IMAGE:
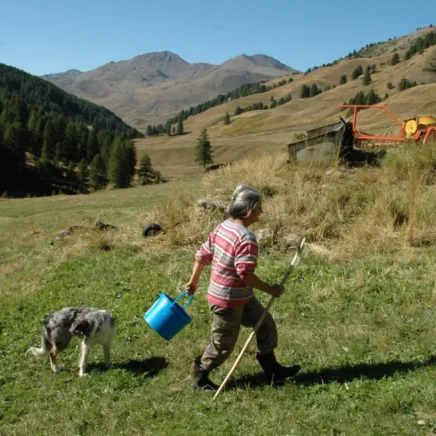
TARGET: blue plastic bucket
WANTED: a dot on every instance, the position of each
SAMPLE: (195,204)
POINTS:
(166,317)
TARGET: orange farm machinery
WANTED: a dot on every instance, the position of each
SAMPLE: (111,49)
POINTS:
(417,129)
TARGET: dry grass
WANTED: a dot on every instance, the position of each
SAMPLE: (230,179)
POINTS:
(351,212)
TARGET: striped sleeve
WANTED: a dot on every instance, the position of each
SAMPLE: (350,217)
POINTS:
(246,255)
(204,254)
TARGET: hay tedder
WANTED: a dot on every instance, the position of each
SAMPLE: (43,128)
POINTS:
(339,140)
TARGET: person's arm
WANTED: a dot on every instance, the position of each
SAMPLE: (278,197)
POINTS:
(191,286)
(246,262)
(203,257)
(251,279)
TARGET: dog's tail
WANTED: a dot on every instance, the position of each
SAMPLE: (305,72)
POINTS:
(46,346)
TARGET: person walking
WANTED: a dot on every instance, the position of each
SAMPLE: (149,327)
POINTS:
(232,250)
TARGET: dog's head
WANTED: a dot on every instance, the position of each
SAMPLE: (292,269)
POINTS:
(81,327)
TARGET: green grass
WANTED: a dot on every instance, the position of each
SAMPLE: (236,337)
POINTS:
(363,331)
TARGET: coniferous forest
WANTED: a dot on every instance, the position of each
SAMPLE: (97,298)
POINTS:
(52,141)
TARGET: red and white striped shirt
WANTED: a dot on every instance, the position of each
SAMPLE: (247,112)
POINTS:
(233,251)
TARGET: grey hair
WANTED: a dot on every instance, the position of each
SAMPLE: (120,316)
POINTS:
(244,200)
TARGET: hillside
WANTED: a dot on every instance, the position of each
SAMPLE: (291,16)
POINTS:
(51,140)
(152,87)
(263,130)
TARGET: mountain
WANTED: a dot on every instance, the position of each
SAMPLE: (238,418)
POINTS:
(252,131)
(153,87)
(50,139)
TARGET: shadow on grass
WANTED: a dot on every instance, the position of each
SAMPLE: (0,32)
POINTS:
(148,367)
(342,374)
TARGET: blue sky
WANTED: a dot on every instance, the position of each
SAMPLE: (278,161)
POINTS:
(50,36)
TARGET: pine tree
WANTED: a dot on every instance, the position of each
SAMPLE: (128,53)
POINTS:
(203,149)
(366,78)
(83,175)
(71,175)
(97,173)
(120,165)
(358,71)
(145,173)
(180,126)
(92,147)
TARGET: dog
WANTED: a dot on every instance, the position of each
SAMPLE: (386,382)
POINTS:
(95,326)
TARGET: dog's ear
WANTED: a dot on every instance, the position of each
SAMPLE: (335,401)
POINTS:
(82,327)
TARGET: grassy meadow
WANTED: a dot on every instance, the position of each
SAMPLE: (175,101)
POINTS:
(358,315)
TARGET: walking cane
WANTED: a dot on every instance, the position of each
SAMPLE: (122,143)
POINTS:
(293,264)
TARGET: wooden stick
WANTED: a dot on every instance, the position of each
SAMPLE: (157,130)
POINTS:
(293,264)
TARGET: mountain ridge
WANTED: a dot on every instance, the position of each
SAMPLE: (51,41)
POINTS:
(152,87)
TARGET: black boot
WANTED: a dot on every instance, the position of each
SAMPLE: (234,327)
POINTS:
(200,378)
(275,372)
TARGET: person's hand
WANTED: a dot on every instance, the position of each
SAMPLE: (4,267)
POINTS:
(277,290)
(191,287)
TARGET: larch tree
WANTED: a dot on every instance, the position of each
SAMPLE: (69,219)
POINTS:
(203,149)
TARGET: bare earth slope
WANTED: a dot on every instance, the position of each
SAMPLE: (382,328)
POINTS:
(272,129)
(153,87)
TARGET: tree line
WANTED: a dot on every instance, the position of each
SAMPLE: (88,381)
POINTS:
(51,141)
(174,125)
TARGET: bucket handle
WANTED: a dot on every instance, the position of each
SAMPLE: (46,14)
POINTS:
(183,294)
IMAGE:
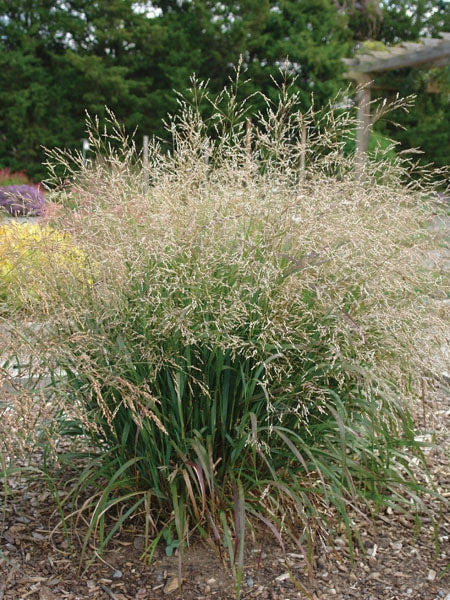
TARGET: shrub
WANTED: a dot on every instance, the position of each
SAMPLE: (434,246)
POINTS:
(254,333)
(27,253)
(22,200)
(13,178)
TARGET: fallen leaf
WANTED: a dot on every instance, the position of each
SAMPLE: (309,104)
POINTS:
(46,593)
(172,584)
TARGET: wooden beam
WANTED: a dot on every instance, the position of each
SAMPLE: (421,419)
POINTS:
(419,56)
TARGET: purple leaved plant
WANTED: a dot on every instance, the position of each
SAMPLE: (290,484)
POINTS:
(22,200)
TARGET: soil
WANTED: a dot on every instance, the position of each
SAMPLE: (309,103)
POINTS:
(397,560)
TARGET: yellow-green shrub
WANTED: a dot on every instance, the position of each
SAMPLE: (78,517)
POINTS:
(29,253)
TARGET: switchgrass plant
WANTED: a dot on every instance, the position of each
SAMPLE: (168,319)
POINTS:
(256,328)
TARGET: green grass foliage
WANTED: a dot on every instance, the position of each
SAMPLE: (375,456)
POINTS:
(252,334)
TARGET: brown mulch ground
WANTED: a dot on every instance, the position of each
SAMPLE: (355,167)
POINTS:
(395,564)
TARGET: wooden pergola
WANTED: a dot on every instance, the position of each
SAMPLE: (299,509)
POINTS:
(364,68)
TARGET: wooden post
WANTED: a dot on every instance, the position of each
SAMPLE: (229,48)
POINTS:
(145,159)
(303,152)
(145,153)
(363,127)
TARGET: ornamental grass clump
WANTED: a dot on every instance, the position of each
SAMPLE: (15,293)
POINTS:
(254,333)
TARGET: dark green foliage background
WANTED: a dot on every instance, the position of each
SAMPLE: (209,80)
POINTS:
(60,58)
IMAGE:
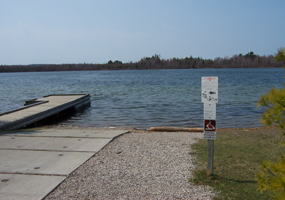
********
__What the exercise asks__
Pick out every line of the rows above that contains the string "blue", and copy each one.

__Exercise result__
TARGET: blue plastic bucket
TARGET: blue sky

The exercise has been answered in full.